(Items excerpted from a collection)
=======
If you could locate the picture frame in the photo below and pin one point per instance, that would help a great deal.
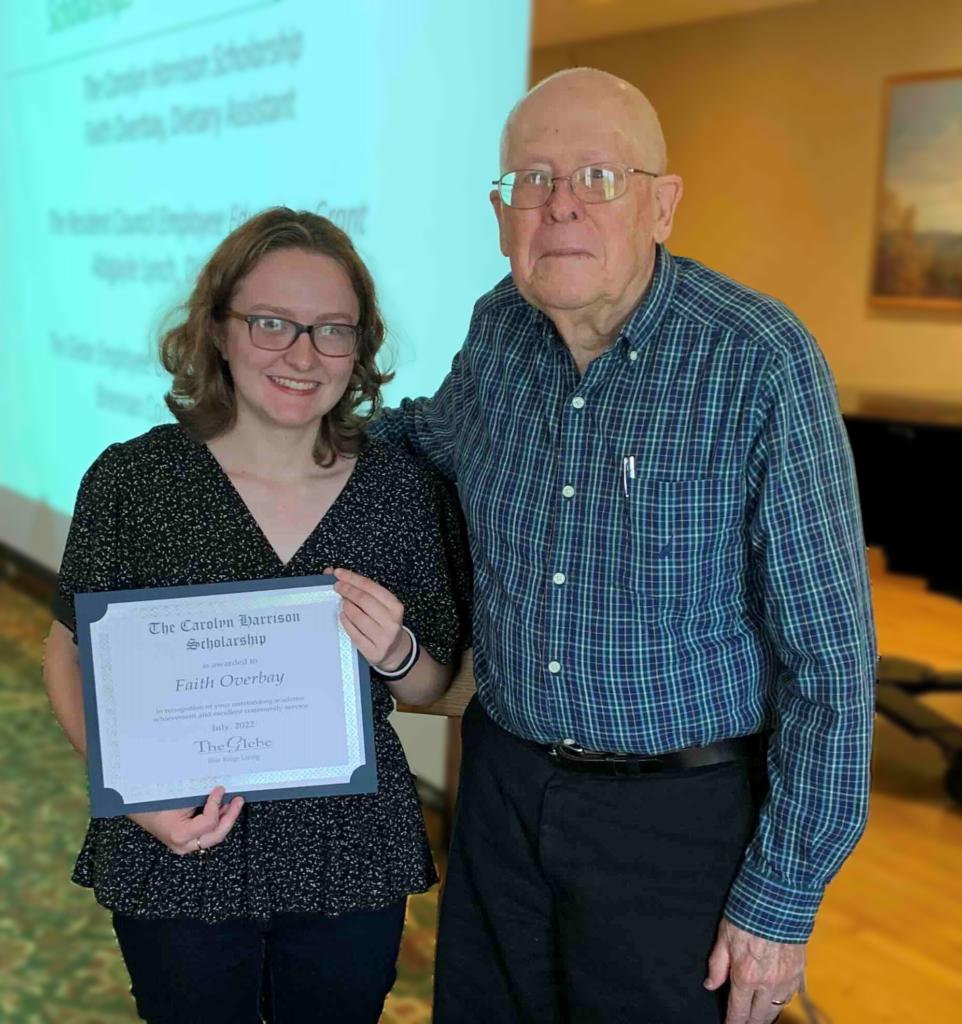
(917, 258)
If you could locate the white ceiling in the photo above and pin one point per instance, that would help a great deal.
(558, 22)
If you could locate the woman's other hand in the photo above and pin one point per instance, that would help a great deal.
(372, 617)
(180, 829)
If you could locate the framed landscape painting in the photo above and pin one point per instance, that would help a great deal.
(918, 241)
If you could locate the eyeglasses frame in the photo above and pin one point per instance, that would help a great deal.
(498, 182)
(307, 329)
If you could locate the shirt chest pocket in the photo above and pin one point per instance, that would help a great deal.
(684, 542)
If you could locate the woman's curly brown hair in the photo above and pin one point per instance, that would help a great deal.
(202, 393)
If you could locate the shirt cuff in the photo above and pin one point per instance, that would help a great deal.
(769, 908)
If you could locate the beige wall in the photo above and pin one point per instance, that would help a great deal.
(775, 121)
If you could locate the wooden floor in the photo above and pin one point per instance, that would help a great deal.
(887, 944)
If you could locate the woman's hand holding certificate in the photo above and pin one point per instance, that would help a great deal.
(183, 830)
(372, 617)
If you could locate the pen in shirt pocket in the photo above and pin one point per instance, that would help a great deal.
(627, 471)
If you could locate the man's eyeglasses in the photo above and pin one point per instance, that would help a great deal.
(277, 334)
(528, 189)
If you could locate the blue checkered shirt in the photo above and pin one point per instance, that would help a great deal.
(714, 587)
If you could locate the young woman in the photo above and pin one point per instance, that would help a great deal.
(290, 908)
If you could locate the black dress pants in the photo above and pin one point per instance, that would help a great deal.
(294, 969)
(581, 898)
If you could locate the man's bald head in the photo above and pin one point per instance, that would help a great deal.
(600, 96)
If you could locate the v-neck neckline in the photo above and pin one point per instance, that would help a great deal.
(236, 498)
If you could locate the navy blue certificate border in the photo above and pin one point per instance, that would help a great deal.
(106, 802)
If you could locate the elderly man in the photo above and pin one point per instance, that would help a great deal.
(668, 756)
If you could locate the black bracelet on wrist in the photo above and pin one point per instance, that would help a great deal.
(409, 662)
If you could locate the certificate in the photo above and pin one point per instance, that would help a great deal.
(254, 686)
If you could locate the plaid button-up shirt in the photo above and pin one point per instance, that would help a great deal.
(668, 551)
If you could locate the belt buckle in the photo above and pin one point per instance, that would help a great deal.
(568, 750)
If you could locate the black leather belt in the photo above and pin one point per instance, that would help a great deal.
(571, 755)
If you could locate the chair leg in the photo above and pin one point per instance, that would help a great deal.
(452, 773)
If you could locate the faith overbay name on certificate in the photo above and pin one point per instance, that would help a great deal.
(254, 686)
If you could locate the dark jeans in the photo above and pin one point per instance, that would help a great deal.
(294, 969)
(585, 898)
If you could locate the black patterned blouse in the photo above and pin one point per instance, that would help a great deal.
(159, 511)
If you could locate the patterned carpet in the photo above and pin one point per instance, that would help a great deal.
(58, 958)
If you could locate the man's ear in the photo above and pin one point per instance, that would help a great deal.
(498, 207)
(668, 189)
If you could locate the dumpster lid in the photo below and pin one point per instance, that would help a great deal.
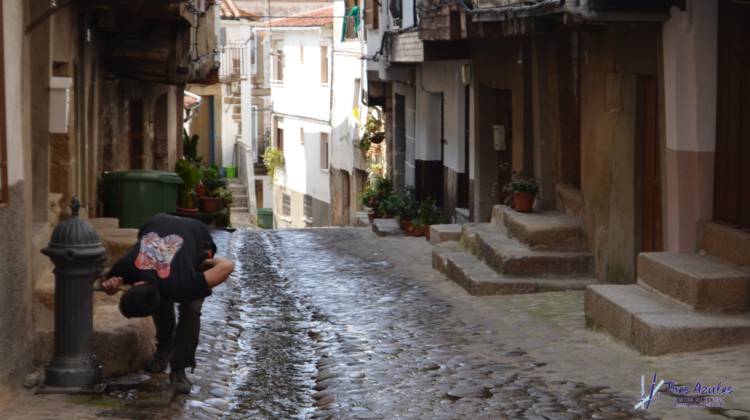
(143, 175)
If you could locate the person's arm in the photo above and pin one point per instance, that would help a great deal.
(112, 285)
(217, 271)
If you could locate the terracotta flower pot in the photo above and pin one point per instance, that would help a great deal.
(524, 202)
(191, 212)
(407, 227)
(209, 204)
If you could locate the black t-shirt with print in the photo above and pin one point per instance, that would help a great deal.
(168, 252)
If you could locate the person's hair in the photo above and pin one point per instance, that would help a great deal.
(140, 301)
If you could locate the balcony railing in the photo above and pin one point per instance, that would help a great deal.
(234, 65)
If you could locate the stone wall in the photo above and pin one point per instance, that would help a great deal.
(614, 60)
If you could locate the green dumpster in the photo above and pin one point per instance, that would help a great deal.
(265, 218)
(135, 196)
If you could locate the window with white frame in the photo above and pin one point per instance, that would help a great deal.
(286, 204)
(278, 52)
(324, 65)
(253, 53)
(324, 151)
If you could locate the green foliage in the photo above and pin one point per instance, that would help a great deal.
(519, 184)
(190, 148)
(212, 179)
(190, 175)
(429, 213)
(372, 129)
(273, 158)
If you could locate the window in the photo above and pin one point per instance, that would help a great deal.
(280, 134)
(308, 206)
(279, 62)
(324, 65)
(286, 205)
(253, 52)
(323, 150)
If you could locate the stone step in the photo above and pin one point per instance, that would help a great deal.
(117, 242)
(546, 231)
(510, 259)
(235, 181)
(725, 242)
(386, 227)
(239, 201)
(694, 280)
(655, 326)
(444, 233)
(480, 280)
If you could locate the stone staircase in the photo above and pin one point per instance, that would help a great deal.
(239, 192)
(681, 302)
(518, 253)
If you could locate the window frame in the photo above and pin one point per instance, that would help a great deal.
(286, 205)
(324, 66)
(4, 199)
(325, 159)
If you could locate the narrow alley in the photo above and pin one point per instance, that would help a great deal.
(341, 324)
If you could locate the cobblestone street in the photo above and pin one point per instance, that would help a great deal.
(341, 324)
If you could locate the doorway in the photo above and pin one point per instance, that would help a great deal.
(504, 127)
(135, 129)
(732, 171)
(652, 222)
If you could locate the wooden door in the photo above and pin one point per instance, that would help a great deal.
(732, 167)
(653, 237)
(137, 153)
(504, 118)
(201, 125)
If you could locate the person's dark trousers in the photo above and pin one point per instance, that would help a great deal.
(182, 339)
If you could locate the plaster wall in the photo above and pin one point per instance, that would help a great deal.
(15, 220)
(690, 87)
(613, 61)
(301, 94)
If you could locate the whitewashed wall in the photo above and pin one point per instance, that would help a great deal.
(346, 69)
(304, 103)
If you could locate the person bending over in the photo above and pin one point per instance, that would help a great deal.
(173, 261)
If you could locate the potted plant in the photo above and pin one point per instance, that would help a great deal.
(227, 197)
(430, 214)
(373, 133)
(190, 176)
(417, 227)
(369, 194)
(524, 192)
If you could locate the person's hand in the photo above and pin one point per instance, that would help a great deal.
(206, 265)
(112, 285)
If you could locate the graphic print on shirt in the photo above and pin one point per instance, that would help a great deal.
(156, 253)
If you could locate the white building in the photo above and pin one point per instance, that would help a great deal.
(301, 76)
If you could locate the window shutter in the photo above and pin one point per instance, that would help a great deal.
(371, 14)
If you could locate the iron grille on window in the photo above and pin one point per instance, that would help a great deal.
(287, 205)
(233, 63)
(308, 206)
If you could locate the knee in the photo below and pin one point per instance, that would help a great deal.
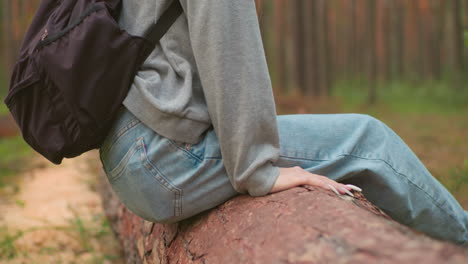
(370, 122)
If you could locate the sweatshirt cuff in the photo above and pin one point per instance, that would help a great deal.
(262, 180)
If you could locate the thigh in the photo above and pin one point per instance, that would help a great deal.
=======
## Given problem
Reproduce every item above verbatim, omitting the pictures.

## Solution to the problem
If you could locate the picture frame in the photo below and pin one point per instance, that would help a great deal.
(917, 258)
If you could locate the white ceiling in the photo above and pin one point per instance, that would help a great deal.
(558, 22)
If you could locate the woman's other hand in the photo above and pin one point per instance, that would help a great deal.
(372, 617)
(180, 829)
If you could locate the framed landscape painting in the photo above and pin one point per instance, that would help a great deal.
(918, 241)
If you could locate the eyeglasses frame in the photo above and pin one point per instance, that would help a great deal.
(498, 182)
(307, 329)
If you could locate the shirt chest pocket in the photo above and pin one point per instance, that would help a great deal.
(684, 542)
If you could locate the woman's curly brown hair in the photo above and pin one point per instance, that would help a great deal.
(202, 393)
If you could locate the shirt cuff in the photo above and pin one point per instance, that would help a great deal.
(769, 908)
If you could locate the beige wall in the photo above and pin one point per instance, that would help a great deal.
(775, 121)
If you could locate the wooden floor in the photo above and pin one point per instance, that would help a great deal.
(887, 944)
If you could locate the woman's hand holding certificate in the photo above and pin one point per instance, that would help a great deal.
(183, 830)
(372, 617)
If you could locate the pen in shirt pocket in the photo above and pin one point per instance, that would help a great deal.
(627, 471)
If you could locate the man's eyeglasses in the photo above and pin one point per instance, that would help a great deal.
(277, 334)
(528, 189)
If you could locate the blue checkered shirt in the photo above and pin one point per instance, that would help a great deal.
(714, 587)
If you could locate the young woman in the photo above and pin one point per instance, that would help a great deal.
(290, 908)
If you could locate the black dress pants in the photo above and pin one point per instance, that would help a great deal.
(294, 969)
(581, 898)
If you could locate the man's bald head in the photo above and pin one point per instance, that would help a great deal.
(600, 96)
If you could locate the v-neck neckline in the photo above and pin one point per instance, that would help a great deal.
(236, 498)
If you could locate the navy blue certificate border in the photo above and pin one point per instance, that would help a great deal.
(106, 802)
If you could locate the elderly man in the photo above and pin one point per instance, that would help a great deal.
(668, 756)
If you could locate the black bracelet on wrist in the photo above and pin one point per instance, that would help a great deal.
(409, 662)
If you could locate the certificate in the photo above and pin one point per instance, that would help a great deal.
(254, 686)
If you could locate the plaid button-up shirt in the photo above and pin one point per instance, that would help a great deal.
(668, 551)
If you could locate the belt buckle in the photo above and pin one point per instance, that would help a great deal.
(568, 750)
If you could locate the black leather belt in the photo above and pin one point per instance, that would help a great deal.
(571, 755)
If you could locate the chair leg in the photo above and pin one point per instance, that would help a great deal.
(452, 773)
If you could locate the faith overbay name on certificate in the photo above and pin one point per instance, that would help a great deal.
(254, 686)
If you could locate the dark jeans in the photo above and pin one point per instance, that would help a great deal.
(294, 969)
(585, 898)
If you could locate the black patterned blouse in the photo above and pin one point per instance, that would help a great deal.
(159, 511)
If you could locate the patterned carpet in the photo above and pin one point per instance, that would help a great deal.
(58, 958)
If you could locate the man's ear in the photo above and pin one point per instance, that would help a great deal.
(498, 207)
(668, 189)
If you could locate the dumpster lid in the photo below and pin one point per instance, that would help a great deal.
(143, 175)
If you could locate the person's arm in the photo above and pin one point per instance, that would help a great deal.
(112, 285)
(217, 271)
If you could locate the terracotta flower pot in the photo above and pin one point per instance, that would help a great deal.
(524, 202)
(191, 212)
(407, 227)
(209, 204)
If you could locate the black t-shirt with print in the photo above and pin one point per instance, that would help a great deal.
(168, 252)
If you could locate the person's hair in the photo above and pin one point per instance, that would help a great deal.
(140, 301)
If you could locate the balcony railing in the photo above and pin one point per instance, that would help a great deal.
(234, 65)
If you could locate the stone wall in the photo above and pin one point per instance, that would help a great deal.
(614, 60)
If you could locate the green dumpster in the photo above and pin one point per instance, that would help a great deal.
(265, 218)
(135, 196)
If you could locate the window with white frame in the photo above and pin one point per instance, that would help a great deal.
(286, 204)
(278, 52)
(324, 65)
(253, 53)
(324, 151)
If you could locate the green foliage in the photo above and pin one point per instance, that would help a great deal.
(519, 184)
(190, 148)
(212, 179)
(190, 175)
(429, 213)
(372, 129)
(273, 158)
If you could locate the window in the photo above and pin one point per instance, that would help a great deal.
(280, 134)
(308, 206)
(279, 62)
(324, 65)
(286, 205)
(253, 52)
(323, 150)
If you could locate the stone step in the photo above and pin one point per instance, that would help a great deal.
(117, 242)
(546, 231)
(510, 259)
(235, 181)
(725, 242)
(386, 227)
(239, 201)
(694, 280)
(655, 326)
(444, 233)
(480, 280)
If you could locate the stone staircase in the photo above and pin one point per instance, that would help a great deal.
(239, 192)
(681, 302)
(518, 253)
If you could locate the window frame in the photo above and pin one point per instance, that would help a great deal.
(286, 205)
(324, 66)
(4, 199)
(325, 159)
If you could locate the narrow alley in the photo above and pin one point per instance, that would help a great deal.
(341, 324)
If you could locate the cobblestone street in the photo above and pin one point per instance, that would help a great deal.
(341, 324)
If you could locate the doorway in the photo above and pin one point per instance, that would help a great deal.
(504, 127)
(135, 129)
(732, 171)
(652, 222)
If you could locate the wooden door in the photo above and pin one point per instance, that would help a great deal.
(732, 167)
(653, 237)
(137, 153)
(504, 118)
(201, 125)
If you could locate the person's dark trousers in the photo above and pin one point per instance, that would help a great deal.
(182, 339)
If you could locate the plaster wall in the photo above and pin one point per instance, that would help a great deal.
(15, 220)
(690, 87)
(613, 61)
(301, 94)
If you could locate the whitewashed wall in the photo above and pin one point per instance, that would help a great deal.
(346, 69)
(304, 103)
If you could locate the person bending over in the photo above and pin one point per instance, that would help a great deal.
(173, 261)
If you could locate the potted plant in the photo above and pin one point per instance, that would help a great deal.
(227, 197)
(430, 214)
(373, 133)
(190, 176)
(417, 227)
(369, 194)
(524, 192)
If you could locate the person's hand in the photo above and pin one point per instance, that would help a great deal.
(206, 265)
(112, 285)
If you could locate the graphic print on shirt in the photo above and pin one point per instance, that would help a great deal.
(156, 253)
If you could locate the white building in the photo above and pin one point per instance, that would help a great deal.
(301, 76)
If you could locate the window shutter in the photo above and pin one point per instance, that would help a great deal.
(371, 14)
If you could locate the iron grille on window in the photo above and pin one point per instance, that would help a great deal.
(287, 205)
(233, 63)
(308, 206)
If you could locate the knee in the photo below and pin one point per instance, that would help a great deal.
(370, 122)
If you could locate the sweatshirt cuff in the photo above and pin one point per instance, that would help a great deal.
(262, 180)
If you could locate the thigh in the photo above and pin one point per instance, that would help a great deal.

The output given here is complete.